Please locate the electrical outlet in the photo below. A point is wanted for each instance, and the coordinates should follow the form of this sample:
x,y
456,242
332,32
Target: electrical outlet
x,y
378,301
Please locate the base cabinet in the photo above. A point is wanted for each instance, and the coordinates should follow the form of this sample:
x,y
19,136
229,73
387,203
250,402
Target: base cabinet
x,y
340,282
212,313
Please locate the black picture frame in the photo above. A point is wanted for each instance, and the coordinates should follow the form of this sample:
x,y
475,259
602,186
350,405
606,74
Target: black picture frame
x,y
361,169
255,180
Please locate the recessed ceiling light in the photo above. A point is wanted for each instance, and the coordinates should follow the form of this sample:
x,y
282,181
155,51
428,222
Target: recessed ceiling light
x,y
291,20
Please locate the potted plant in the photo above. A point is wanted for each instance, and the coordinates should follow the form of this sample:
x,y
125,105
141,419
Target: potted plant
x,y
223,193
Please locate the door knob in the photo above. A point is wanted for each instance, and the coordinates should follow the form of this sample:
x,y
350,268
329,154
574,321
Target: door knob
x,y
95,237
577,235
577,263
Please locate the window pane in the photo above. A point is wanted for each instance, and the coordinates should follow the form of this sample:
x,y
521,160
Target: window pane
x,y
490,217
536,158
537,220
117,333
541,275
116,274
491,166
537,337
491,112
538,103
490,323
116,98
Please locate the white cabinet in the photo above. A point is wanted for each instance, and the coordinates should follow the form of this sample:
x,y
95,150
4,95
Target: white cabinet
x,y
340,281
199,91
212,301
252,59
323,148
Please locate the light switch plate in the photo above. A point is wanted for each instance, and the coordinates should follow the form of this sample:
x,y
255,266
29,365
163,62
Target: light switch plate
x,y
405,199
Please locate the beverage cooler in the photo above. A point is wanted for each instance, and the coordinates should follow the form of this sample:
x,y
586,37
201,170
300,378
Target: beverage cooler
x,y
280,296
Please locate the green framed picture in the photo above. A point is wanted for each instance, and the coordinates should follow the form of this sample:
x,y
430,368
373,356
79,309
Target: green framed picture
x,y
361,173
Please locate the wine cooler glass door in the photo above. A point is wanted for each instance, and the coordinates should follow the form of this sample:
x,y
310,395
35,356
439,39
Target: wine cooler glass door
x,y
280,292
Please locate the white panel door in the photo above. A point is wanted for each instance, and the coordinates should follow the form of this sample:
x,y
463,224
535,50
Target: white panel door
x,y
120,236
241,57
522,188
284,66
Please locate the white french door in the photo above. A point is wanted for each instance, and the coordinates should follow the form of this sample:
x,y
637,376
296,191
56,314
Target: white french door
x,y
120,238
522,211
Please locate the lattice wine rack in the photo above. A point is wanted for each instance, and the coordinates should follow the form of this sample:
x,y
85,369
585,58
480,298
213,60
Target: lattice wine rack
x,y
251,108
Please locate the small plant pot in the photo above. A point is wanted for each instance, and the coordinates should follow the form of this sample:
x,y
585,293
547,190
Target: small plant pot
==
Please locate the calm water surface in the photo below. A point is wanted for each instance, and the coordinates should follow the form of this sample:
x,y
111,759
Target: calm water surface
---
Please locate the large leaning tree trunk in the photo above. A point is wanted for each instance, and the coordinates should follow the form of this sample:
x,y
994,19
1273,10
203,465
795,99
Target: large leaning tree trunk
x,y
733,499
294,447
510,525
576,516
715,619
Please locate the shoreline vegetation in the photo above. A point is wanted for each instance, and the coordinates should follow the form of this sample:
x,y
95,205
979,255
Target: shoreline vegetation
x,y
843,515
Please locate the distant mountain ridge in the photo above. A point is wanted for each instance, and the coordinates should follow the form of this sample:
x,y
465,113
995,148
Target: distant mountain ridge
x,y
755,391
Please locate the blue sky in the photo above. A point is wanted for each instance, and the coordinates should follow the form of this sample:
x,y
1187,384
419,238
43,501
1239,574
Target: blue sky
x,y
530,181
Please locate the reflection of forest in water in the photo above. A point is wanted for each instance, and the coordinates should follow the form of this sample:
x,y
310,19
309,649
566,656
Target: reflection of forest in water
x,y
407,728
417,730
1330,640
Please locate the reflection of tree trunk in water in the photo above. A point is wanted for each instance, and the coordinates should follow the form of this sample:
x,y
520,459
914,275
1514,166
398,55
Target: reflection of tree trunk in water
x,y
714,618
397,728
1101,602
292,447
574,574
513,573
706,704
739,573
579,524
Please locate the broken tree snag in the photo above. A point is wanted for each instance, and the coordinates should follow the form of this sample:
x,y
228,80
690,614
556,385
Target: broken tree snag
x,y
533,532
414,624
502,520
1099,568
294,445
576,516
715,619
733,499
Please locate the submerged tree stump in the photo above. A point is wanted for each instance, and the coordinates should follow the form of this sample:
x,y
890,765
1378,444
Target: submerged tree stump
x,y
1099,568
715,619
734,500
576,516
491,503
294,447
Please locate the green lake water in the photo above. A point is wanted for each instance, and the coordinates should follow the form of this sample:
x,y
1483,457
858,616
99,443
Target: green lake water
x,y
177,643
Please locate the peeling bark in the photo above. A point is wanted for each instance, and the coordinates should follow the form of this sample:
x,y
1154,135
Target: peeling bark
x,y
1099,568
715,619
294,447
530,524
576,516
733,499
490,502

__YOUR INSTRUCTIONS__:
Please copy out each line of the data in which the word "calm" occurs.

__RESPONSE AREA__:
Please locate the calm water surface in the photo below. A point is wanted for each instance, and the coordinates should follow the form of this sample:
Target: calm water surface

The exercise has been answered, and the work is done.